## [EXTRAIT CHOISI]
┌──

Pierre Soulages musée de Grenoble.
Au-delà du noir le plus intime le plus intense naît le silence
Pour révéler le son
Accordé à ma respiration, au regard porté à cette immensité sombre accrochée en lévitation sur ce mur blanc.
Je me suis absorbée dans sa contemplation, ou était ce lui qui est venu à ma rencontre. Tour à tour observatrice observée, seule face au message de l’artiste.
Je me suis rapprochée pour aller à sa rencontre, un instant jusqu’à l’envie d’effleurer sa surface, ses stries fines et infinies plongeant en diagonale pour s’élever à la verticale afin de s’allonger en lignes horizontales au dessus du néant.
Juste passer délicatement la pulpe de mes doigts, unissant mon épiderme à sa surface nervurée pour en lire les messages pour en saisir l’essence. Un instant fragile suspendu à cette idée pour sentir ses variations multiples, entre mes spirales épidermiques et ses quadrillages de matière assombrie.

└──

## [CONSIGNES ÉCRITES]
• a. Répondez aux questions suivantes à partir du texte sur Pierre Soulages.
(i) Dans quel musée l'œuvre est-elle présentée ?
(ii) Sur quel mur l'immensité sombre est-elle accrochée ?
(iii) Avec quelle partie des doigts la personne souhaite-t-elle effleurer la surface ?
• b. Poursuivez le texte sur Pierre Soulages au musée de Grenoble en reprenant juste après sa dernière phrase.

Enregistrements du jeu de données
┌──

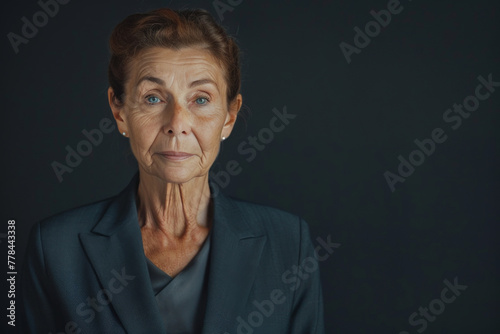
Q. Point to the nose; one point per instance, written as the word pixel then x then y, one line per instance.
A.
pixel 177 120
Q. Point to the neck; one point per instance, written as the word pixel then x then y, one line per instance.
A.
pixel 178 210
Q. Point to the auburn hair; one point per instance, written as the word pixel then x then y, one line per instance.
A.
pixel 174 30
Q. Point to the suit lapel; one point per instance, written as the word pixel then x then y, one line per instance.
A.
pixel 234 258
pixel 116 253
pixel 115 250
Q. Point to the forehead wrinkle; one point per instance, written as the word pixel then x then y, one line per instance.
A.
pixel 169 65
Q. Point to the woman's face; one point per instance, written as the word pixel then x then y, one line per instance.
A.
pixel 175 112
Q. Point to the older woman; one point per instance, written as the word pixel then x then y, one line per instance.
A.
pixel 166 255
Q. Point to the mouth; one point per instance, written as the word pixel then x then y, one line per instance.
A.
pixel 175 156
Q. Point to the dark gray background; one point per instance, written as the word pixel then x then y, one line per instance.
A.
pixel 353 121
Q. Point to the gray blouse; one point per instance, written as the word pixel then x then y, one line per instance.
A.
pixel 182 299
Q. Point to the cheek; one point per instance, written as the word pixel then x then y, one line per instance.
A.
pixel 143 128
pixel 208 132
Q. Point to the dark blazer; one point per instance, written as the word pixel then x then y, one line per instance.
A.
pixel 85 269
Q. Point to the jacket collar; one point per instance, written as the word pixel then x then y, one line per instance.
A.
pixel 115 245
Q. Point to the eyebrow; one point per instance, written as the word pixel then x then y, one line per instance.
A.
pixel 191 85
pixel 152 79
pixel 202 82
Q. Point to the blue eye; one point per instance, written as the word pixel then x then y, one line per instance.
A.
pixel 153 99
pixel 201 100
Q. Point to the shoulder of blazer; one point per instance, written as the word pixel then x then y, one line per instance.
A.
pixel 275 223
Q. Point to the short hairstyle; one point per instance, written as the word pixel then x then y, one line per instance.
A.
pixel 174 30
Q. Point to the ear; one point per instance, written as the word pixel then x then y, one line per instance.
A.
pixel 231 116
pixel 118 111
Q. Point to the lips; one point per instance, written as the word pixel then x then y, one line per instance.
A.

└──

## [RÉPONSES PAR CONSIGNE]
• a.
(i) Au musée de Grenoble.
(ii) Sur un mur blanc.
(iii) Avec la pulpe de ses doigts.

• b.
Progressivement sous le jeu des lumières de la salle, au fur et à mesure de mon éloignement et de mon changement d’angle de vue, il s’est révélé, dévoilant ses mystères. J’ai pris de la hauteur et j’ai vu des champs de blé noir. Le jeu des reflets de brillances, éclairait subtilement la matière, animait sa surface. Immobile face à lui j’ai fermé les yeux pour le retrouver caché derrière mes paupières, image projetée en contre-champs.
Ecran vibrionnant, palpitant, révélant un autre rectangle éblouissant. Le plus lumineux émergeant de l’obscure, unissant la fragilité de la soie à l’ébène la plus dense. Ses éclats de jais se jouent de la lumière de nous et je m’amuse de ces variations subtiles. Au plus profond brille dans l’anthracite le diamant éternel capteur de lumière. Sur son écran j’ai projeté mes films, créé des univers où se côtoient des réminiscences de souvenirs lointains.
La longue chevelure de réglisse lisse d’une jeune japonaise sur le chemin des philosophes à Kyoto.
Les toits d’ardoise luisants après la pluie sous la lumière d’orage d’un ciel tourmenté. La roche brune des orgues basaltiques surplombant les torrents au creux des Cévennes. Subtilement s’est dessiné un espace habité.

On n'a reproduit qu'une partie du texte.